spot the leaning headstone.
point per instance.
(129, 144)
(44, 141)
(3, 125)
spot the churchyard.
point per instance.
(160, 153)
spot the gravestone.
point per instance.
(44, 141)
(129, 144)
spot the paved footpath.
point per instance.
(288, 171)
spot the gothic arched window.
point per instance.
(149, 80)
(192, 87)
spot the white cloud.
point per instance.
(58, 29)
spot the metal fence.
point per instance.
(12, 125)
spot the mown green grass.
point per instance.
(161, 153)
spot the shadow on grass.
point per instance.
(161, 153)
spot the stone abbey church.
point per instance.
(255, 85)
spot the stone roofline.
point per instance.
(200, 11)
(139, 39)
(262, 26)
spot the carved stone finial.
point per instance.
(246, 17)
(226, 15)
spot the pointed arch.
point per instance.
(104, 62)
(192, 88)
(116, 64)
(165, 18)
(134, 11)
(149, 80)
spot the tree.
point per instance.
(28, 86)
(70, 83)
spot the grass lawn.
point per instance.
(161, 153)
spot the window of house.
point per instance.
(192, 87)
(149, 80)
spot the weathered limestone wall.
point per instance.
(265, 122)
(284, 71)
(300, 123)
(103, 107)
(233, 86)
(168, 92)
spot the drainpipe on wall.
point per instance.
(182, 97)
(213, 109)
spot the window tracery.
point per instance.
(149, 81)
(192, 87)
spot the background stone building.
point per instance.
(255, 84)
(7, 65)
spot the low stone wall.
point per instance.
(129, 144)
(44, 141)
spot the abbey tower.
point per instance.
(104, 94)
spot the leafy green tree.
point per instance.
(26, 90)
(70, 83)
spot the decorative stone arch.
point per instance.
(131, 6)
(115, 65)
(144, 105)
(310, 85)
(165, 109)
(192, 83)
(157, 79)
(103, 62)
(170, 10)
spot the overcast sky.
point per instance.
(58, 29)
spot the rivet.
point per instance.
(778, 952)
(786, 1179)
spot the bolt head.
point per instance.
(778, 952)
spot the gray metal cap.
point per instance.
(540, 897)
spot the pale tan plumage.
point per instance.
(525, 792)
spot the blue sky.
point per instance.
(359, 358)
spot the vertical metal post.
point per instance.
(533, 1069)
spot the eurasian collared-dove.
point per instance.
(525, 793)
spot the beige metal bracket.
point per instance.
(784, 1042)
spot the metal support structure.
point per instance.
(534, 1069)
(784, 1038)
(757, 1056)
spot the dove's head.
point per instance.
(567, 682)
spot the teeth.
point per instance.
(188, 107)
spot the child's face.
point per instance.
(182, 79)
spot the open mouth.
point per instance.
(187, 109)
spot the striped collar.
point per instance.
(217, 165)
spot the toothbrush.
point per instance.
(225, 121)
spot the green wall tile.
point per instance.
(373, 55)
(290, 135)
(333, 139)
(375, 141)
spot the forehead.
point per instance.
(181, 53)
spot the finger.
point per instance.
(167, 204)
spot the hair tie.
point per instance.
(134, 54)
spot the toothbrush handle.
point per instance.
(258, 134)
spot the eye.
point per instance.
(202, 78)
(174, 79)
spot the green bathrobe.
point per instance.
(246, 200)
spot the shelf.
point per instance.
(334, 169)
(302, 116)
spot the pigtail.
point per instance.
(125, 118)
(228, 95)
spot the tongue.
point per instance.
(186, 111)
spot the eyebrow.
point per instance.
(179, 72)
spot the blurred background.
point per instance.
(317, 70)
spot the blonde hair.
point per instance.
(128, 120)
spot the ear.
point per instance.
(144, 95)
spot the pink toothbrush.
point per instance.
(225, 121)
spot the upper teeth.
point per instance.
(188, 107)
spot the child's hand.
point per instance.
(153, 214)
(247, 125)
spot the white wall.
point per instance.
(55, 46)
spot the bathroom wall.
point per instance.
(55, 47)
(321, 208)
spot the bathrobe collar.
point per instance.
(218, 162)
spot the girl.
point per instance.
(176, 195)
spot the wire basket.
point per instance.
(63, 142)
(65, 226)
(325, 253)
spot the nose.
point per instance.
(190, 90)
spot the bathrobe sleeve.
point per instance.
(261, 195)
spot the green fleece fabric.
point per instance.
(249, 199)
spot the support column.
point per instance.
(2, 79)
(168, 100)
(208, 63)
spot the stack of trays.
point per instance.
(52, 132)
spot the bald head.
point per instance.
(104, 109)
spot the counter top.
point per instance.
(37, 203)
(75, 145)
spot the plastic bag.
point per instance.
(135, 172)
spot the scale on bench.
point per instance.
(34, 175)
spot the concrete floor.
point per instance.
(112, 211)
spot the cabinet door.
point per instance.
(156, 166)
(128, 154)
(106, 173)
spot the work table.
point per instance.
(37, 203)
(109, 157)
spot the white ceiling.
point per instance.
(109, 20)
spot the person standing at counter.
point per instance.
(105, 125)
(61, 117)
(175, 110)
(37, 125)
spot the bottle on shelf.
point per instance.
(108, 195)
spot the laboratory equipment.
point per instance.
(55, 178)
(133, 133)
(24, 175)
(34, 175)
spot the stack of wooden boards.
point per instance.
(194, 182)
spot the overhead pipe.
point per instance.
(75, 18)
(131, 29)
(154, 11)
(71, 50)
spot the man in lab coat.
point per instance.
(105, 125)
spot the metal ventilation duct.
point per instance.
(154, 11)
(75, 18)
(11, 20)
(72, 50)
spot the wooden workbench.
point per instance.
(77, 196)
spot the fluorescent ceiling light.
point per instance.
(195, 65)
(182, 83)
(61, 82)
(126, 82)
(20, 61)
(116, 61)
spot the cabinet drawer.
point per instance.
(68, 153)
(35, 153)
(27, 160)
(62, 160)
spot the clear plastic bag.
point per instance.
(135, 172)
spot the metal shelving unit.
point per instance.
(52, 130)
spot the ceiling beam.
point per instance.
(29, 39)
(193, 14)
- - - - - - -
What is asked: Reproduce every item above verbatim, line for line, with nothing added or left out.

Finished task:
spot the leaning headstone.
point per instance.
(129, 144)
(44, 141)
(3, 125)
spot the churchyard.
point per instance.
(160, 153)
spot the gravestone.
point per instance.
(44, 141)
(129, 144)
spot the paved footpath.
point per instance.
(288, 171)
spot the gothic arched window.
point per instance.
(149, 80)
(192, 87)
spot the white cloud.
point per instance.
(58, 29)
spot the metal fence.
point per instance.
(12, 125)
spot the mown green grass.
point per instance.
(161, 153)
spot the shadow on grass.
point per instance.
(161, 153)
spot the stone abbey church.
point per instance.
(255, 85)
spot the stone roofline.
point per instance.
(200, 11)
(139, 39)
(262, 26)
spot the carved stone finial.
point per instance.
(246, 17)
(226, 15)
spot the pointed arch.
point per instance.
(104, 62)
(192, 88)
(116, 64)
(165, 18)
(134, 11)
(149, 80)
spot the tree.
point per instance.
(28, 86)
(70, 83)
spot the grass lawn.
point per instance.
(161, 153)
spot the window of house.
point per instance.
(192, 87)
(149, 80)
spot the weathered limestone wall.
point per instance.
(265, 122)
(284, 71)
(300, 123)
(103, 107)
(233, 86)
(168, 92)
spot the drainpipe on wall.
point per instance.
(182, 97)
(213, 109)
spot the window tracery.
point per instance.
(149, 81)
(192, 87)
spot the background stone building.
point per instance.
(255, 84)
(7, 65)
spot the low stone wall.
point per instance.
(129, 144)
(44, 141)
spot the abbey tower.
point per instance.
(104, 94)
spot the leafy green tree.
point per instance.
(26, 90)
(70, 83)
spot the decorative stone arch.
point per instance.
(131, 6)
(115, 65)
(144, 105)
(310, 85)
(165, 109)
(192, 83)
(157, 79)
(103, 62)
(170, 10)
spot the overcast sky.
point per instance.
(58, 29)
spot the rivet.
point per instance.
(778, 952)
(786, 1179)
spot the bolt head.
point per instance.
(778, 952)
spot the gray metal cap.
point per instance.
(540, 897)
spot the pale tan plumage.
point per instance.
(525, 792)
spot the blue sky.
point per instance.
(359, 358)
spot the vertical metal post.
point per instance.
(533, 1069)
spot the eurasian collared-dove.
point per instance.
(525, 793)
spot the beige metal bracket.
point per instance.
(784, 1042)
spot the metal support structure.
point per instance.
(534, 1069)
(784, 1038)
(757, 1056)
spot the dove's head.
point per instance.
(567, 682)
spot the teeth.
point per instance.
(188, 107)
spot the child's face.
point per instance.
(182, 79)
spot the open mouth.
point per instance.
(187, 109)
spot the striped collar.
point per instance.
(217, 165)
spot the toothbrush.
point per instance.
(225, 121)
spot the green wall tile.
point per instance.
(373, 55)
(290, 135)
(333, 139)
(375, 141)
spot the forehead.
point per instance.
(181, 53)
spot the finger.
point per instance.
(167, 204)
spot the hair tie.
point per instance.
(134, 54)
spot the toothbrush handle.
point per instance.
(258, 134)
spot the eye.
point per instance.
(202, 78)
(174, 79)
spot the green bathrobe.
point per instance.
(246, 200)
spot the shelf.
point per instance.
(334, 169)
(302, 116)
spot the pigtail.
point per instance.
(125, 118)
(228, 95)
spot the tongue.
point per instance.
(186, 111)
spot the eyebrow.
point per instance.
(179, 72)
spot the blurred background.
point per instance.
(317, 70)
spot the blonde hair.
point per instance.
(128, 120)
spot the ear.
point per instance.
(144, 95)
spot the pink toothbrush.
point per instance.
(225, 121)
spot the upper teeth.
point per instance.
(188, 107)
spot the child's hand.
point per instance.
(153, 214)
(247, 125)
spot the white wall.
point per instance.
(55, 46)
spot the bathroom wall.
point per instance.
(55, 47)
(321, 208)
spot the bathrobe collar.
point per instance.
(218, 162)
spot the girl.
point per instance.
(176, 195)
spot the wire basket.
point per instance.
(63, 142)
(65, 226)
(325, 253)
spot the nose.
point per instance.
(190, 90)
spot the bathrobe sleeve.
point per instance.
(261, 195)
spot the green fleece fabric.
point per instance.
(249, 199)
spot the support column.
point per instance.
(2, 79)
(168, 100)
(208, 63)
spot the stack of trays.
point per instance.
(52, 132)
spot the bald head.
point per instance.
(104, 109)
spot the counter top.
point per instance.
(37, 203)
(75, 145)
spot the plastic bag.
point per instance.
(135, 172)
spot the scale on bench.
point per instance.
(34, 175)
spot the concrete floor.
point per instance.
(112, 211)
spot the cabinet door.
point per instance.
(156, 166)
(128, 154)
(106, 173)
spot the work table.
point per instance.
(37, 203)
(109, 157)
spot the white ceiling.
point per instance.
(109, 20)
spot the person standing at counter.
point per instance.
(105, 125)
(61, 117)
(175, 110)
(37, 125)
spot the bottle on shelf.
point per instance.
(108, 195)
spot the laboratory equipment.
point per instance.
(55, 178)
(133, 133)
(24, 175)
(34, 175)
spot the stack of wooden boards.
point per instance.
(194, 182)
spot the overhead pipe.
point per instance.
(75, 18)
(131, 29)
(154, 11)
(71, 50)
spot the man in lab coat.
point per instance.
(105, 125)
spot the metal ventilation duct.
point per instance.
(154, 11)
(75, 18)
(11, 20)
(72, 50)
spot the wooden workbench.
point per instance.
(77, 196)
spot the fluorescent ceiling light.
point per instance.
(195, 65)
(182, 83)
(61, 82)
(126, 82)
(20, 61)
(116, 61)
spot the cabinet drawer.
point per instance.
(68, 153)
(35, 153)
(27, 160)
(62, 160)
spot the clear plastic bag.
point per instance.
(135, 172)
spot the metal shelving unit.
point per instance.
(52, 130)
spot the ceiling beam.
point per instance.
(29, 39)
(193, 14)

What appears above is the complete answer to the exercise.